[Begin]

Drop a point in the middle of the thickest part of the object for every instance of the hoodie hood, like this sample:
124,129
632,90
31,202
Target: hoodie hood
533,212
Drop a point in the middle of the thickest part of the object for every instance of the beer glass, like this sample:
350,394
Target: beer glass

[End]

**OBJECTIVE:** Copy every one of the rows above, keeping each character and line break unchanged.

**WRITTEN SOLUTION:**
Drop a point in the middle of the thickest part of the object for every instance of the hoodie hood, like this sample:
124,129
632,90
31,202
Target: hoodie hood
533,212
Drop a point in the middle of the thickest part of the object for every instance of the beer glass, like this sample:
350,394
Target: beer glass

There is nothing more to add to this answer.